» **Aim**
Starting with the line that contains "hooded jacket in" and going on through the end of the entries below, substitute "beige" for "white" and give those lines again with nothing else changed.
--- START Raw data ---
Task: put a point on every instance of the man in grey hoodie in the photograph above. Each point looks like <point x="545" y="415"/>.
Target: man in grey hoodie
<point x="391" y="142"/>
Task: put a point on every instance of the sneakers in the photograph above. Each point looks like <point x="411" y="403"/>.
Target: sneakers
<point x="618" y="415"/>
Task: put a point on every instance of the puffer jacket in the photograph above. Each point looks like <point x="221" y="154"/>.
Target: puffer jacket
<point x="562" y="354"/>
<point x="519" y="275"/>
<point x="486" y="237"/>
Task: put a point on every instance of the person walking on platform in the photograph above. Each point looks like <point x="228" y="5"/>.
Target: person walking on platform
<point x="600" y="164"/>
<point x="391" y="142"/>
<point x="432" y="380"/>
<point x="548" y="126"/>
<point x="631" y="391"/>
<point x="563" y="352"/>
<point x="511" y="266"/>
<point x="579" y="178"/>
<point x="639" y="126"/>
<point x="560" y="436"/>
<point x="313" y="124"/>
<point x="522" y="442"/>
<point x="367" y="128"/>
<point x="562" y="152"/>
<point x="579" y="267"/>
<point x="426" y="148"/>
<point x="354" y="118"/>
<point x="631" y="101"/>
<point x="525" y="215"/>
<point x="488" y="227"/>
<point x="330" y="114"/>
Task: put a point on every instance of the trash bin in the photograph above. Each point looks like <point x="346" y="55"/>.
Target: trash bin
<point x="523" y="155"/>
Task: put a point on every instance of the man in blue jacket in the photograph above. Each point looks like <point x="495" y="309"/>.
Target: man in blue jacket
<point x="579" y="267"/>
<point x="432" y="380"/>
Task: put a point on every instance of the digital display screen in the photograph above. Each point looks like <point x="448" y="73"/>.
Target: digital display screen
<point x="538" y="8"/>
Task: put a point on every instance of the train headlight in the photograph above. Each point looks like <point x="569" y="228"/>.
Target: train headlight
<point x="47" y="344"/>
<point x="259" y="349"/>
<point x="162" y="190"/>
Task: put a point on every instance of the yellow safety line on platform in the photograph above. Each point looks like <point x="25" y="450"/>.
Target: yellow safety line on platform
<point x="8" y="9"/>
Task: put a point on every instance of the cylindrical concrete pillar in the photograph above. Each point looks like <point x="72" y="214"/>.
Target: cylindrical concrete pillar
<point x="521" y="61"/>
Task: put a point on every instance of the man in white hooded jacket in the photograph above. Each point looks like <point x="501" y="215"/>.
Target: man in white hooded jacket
--- END Raw data ---
» **Reply to the exercise**
Task: put a point on every instance of the man in beige hooded jacket in the photograph above. Each point looks like <point x="501" y="215"/>.
Target: man in beige hooded jacket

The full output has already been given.